### Task description
Your task is to print every entry below exactly as given.

[Lines of data]
***

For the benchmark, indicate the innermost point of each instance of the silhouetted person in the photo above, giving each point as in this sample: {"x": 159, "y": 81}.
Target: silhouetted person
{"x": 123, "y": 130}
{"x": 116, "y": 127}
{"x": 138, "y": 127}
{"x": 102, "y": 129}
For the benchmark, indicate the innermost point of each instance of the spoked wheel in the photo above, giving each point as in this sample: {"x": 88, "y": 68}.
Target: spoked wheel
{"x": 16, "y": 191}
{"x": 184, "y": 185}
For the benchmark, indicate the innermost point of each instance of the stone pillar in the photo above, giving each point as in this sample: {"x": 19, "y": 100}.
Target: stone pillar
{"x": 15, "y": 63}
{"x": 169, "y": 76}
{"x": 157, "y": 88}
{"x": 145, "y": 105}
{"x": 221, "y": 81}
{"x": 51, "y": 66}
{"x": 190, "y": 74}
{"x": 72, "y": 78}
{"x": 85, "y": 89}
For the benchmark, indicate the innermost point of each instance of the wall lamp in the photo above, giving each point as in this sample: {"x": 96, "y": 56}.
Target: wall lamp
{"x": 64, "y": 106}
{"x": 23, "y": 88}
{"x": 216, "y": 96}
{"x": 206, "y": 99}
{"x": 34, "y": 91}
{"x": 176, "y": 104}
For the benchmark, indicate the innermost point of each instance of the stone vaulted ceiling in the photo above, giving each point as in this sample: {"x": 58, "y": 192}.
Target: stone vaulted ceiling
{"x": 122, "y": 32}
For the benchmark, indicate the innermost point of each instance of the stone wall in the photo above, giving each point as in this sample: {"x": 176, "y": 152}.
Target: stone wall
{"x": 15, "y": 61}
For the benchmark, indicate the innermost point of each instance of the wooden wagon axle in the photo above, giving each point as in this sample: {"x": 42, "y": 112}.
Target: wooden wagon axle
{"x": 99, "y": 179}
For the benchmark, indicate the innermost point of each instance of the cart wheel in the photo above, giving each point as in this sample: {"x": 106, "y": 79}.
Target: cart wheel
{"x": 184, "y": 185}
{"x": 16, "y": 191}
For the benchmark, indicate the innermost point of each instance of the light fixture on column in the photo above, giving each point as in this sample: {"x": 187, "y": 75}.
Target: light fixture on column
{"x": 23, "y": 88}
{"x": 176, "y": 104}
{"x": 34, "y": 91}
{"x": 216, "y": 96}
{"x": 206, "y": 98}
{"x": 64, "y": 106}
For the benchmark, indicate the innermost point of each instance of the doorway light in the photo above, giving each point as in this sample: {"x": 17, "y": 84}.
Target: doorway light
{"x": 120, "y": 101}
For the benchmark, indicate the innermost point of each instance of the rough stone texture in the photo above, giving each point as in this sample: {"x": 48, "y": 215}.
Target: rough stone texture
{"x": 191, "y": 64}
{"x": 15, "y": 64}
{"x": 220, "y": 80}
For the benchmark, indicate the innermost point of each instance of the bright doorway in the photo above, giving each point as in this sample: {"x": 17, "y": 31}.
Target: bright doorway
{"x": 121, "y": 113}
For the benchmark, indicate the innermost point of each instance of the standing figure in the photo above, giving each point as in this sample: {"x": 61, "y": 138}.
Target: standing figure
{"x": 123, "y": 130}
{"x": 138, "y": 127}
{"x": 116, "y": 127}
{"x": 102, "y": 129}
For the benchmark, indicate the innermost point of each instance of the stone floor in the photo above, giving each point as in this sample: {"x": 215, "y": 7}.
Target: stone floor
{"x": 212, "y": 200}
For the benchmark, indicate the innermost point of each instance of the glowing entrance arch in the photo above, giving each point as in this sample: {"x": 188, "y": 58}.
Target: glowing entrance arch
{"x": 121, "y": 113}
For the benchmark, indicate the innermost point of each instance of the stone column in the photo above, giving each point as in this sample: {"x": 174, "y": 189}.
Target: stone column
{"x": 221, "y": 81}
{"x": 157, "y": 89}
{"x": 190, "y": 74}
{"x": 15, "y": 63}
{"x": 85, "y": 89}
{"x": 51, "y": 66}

***

### Right answer
For the benchmark, indicate the innermost point of each instance of the silhouetted person in the photo above, giving each point as in this sample: {"x": 159, "y": 81}.
Target: silhouetted person
{"x": 123, "y": 130}
{"x": 116, "y": 127}
{"x": 138, "y": 127}
{"x": 102, "y": 129}
For the benchmark, indicate the innermost point of each instance of the spoked wheel in the photo above, giving each point as in this sample: {"x": 88, "y": 68}.
Target: spoked wheel
{"x": 16, "y": 191}
{"x": 184, "y": 185}
For the benchmark, indicate the innermost point of each instance of the stone pillar in the photo above, giving each point as in this sample: {"x": 19, "y": 100}.
Target: stone pillar
{"x": 15, "y": 63}
{"x": 169, "y": 76}
{"x": 157, "y": 88}
{"x": 145, "y": 105}
{"x": 221, "y": 81}
{"x": 51, "y": 66}
{"x": 190, "y": 74}
{"x": 72, "y": 78}
{"x": 85, "y": 89}
For the benchmark, indicate the innermost point of each instance of the wall lamp in the photo above, giving each point as in this sample: {"x": 96, "y": 56}.
Target: wall lamp
{"x": 64, "y": 106}
{"x": 23, "y": 88}
{"x": 216, "y": 96}
{"x": 206, "y": 99}
{"x": 34, "y": 91}
{"x": 176, "y": 104}
For the benchmark, indicate the innermost point of each instance of the stone vaulted ceiling in the photo above, giving each point as in this sample: {"x": 58, "y": 192}.
Target: stone vaulted ceiling
{"x": 122, "y": 32}
For the benchmark, indicate the innermost point of each instance of the stone wall in the photo above, giving each point as in this sample: {"x": 176, "y": 152}.
Target: stone wall
{"x": 15, "y": 61}
For the benchmark, indicate the innermost point of each instance of the wooden wagon axle in the photo above, giving each point as in this sample: {"x": 42, "y": 112}.
Target: wooden wagon axle
{"x": 99, "y": 179}
For the benchmark, indicate the innermost point of each instance of the cart wheel in the photo above, giving each point as in this sample: {"x": 106, "y": 79}.
Target: cart wheel
{"x": 184, "y": 185}
{"x": 16, "y": 191}
For the benchmark, indicate the innermost point of each instance of the light fixture on column in the photo above, giving each point as in this sample: {"x": 187, "y": 75}.
Target: light fixture on column
{"x": 23, "y": 88}
{"x": 176, "y": 104}
{"x": 34, "y": 91}
{"x": 216, "y": 96}
{"x": 206, "y": 98}
{"x": 64, "y": 106}
For the benchmark, indicate the innermost point of each instance of the doorway light in the photo above, giving each point as in this sample: {"x": 17, "y": 84}.
Target: doorway light
{"x": 120, "y": 101}
For the benchmark, indicate the innermost point of each instance of the rough stone texture in the photo above, giving each point as in this sample: {"x": 48, "y": 215}.
Target: rough stone texture
{"x": 191, "y": 64}
{"x": 15, "y": 64}
{"x": 220, "y": 80}
For the benchmark, indicate the innermost point of each instance of the bright doorway in the photo above, giving each point as in this sample: {"x": 17, "y": 31}.
Target: bright doorway
{"x": 121, "y": 113}
For the benchmark, indicate the innermost point of each instance of the standing figure in the photo above, giving each point as in this sample: {"x": 61, "y": 138}.
Target: standing figure
{"x": 123, "y": 130}
{"x": 138, "y": 127}
{"x": 116, "y": 127}
{"x": 102, "y": 129}
For the benchmark, indicate the innermost point of each instance of the stone floor in the photo above, giving each point as in this sample: {"x": 215, "y": 7}.
Target: stone floor
{"x": 212, "y": 200}
For the benchmark, indicate the innermost point of each instance of the glowing entrance arch in the photo above, giving each point as in this sample: {"x": 188, "y": 58}.
Target: glowing entrance arch
{"x": 121, "y": 113}
For the benchmark, indicate the innermost point of each instance of the stone column in the photo above, giving each point as in this sample: {"x": 174, "y": 189}.
Target: stone column
{"x": 221, "y": 81}
{"x": 157, "y": 89}
{"x": 190, "y": 74}
{"x": 15, "y": 63}
{"x": 85, "y": 89}
{"x": 51, "y": 66}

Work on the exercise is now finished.